[Position annotation records]
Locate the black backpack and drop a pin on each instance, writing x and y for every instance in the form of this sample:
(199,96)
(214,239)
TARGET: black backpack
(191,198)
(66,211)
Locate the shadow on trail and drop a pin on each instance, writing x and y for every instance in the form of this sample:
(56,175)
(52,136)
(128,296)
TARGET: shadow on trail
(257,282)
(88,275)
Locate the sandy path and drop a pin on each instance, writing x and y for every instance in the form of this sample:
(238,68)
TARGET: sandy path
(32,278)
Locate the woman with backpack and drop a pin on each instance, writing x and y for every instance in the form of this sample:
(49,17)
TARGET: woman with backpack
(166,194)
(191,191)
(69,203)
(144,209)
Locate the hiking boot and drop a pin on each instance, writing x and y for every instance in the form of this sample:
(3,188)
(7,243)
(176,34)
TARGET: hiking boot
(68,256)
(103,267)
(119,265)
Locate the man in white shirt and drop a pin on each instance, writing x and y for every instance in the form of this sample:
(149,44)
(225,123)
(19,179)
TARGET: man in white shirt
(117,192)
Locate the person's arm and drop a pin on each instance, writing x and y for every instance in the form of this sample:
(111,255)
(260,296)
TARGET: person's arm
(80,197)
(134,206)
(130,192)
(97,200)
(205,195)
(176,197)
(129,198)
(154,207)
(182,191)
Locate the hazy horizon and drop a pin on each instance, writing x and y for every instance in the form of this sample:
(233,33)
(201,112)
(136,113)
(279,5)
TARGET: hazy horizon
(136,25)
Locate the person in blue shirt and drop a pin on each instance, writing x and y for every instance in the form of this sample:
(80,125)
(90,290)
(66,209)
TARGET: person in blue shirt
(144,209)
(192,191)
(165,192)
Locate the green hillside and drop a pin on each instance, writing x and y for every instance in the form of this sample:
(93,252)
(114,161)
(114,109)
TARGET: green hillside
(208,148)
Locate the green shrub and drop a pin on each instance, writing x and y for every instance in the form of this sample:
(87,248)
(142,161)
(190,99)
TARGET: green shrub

Do this:
Recast the records as a Markdown table with the columns n and Line, giving each line its own numbered row. Begin with the line containing "Locate the person's", go through the end of the records, and skip blank lines.

Full answer:
| n | Line |
|---|---|
| 1 | Locate the person's arm and drop a pin on each instance, writing x and y for every instance in the form of this sample: |
| 2 | (111,255) |
| 3 | (260,296) |
| 4 | TARGET: person's arm |
| 5 | (80,197) |
| 6 | (134,206) |
| 7 | (130,192) |
| 8 | (97,200) |
| 9 | (205,195) |
| 10 | (176,197) |
| 11 | (129,198) |
| 12 | (154,207) |
| 13 | (182,191) |
| 14 | Locate the hazy horizon and drop a pin on each instance, writing x and y for every instance in the form of this sample: |
| 15 | (233,33) |
| 16 | (201,112) |
| 17 | (136,113) |
| 18 | (279,5) |
| 19 | TARGET: hazy horizon |
| 20 | (136,25) |
| 21 | Locate the person in blue shirt and drop a pin on each instance, writing x and y for every instance in the form of this sample: |
| 22 | (80,125) |
| 23 | (90,290) |
| 24 | (66,209) |
| 25 | TARGET: person in blue shirt |
| 26 | (144,209) |
| 27 | (192,191) |
| 28 | (165,192) |
| 29 | Locate the green hillside and drop a pin on each instance, writing x and y for every instance in the form of this sample: |
| 30 | (93,252) |
| 31 | (114,161) |
| 32 | (114,109) |
| 33 | TARGET: green hillside |
| 34 | (208,148) |
| 35 | Locate the green shrub and drop a pin on each instance, writing x and y for every instance in the form of this sample: |
| 36 | (87,248) |
| 37 | (142,161) |
| 38 | (190,99) |
| 39 | TARGET: green shrub |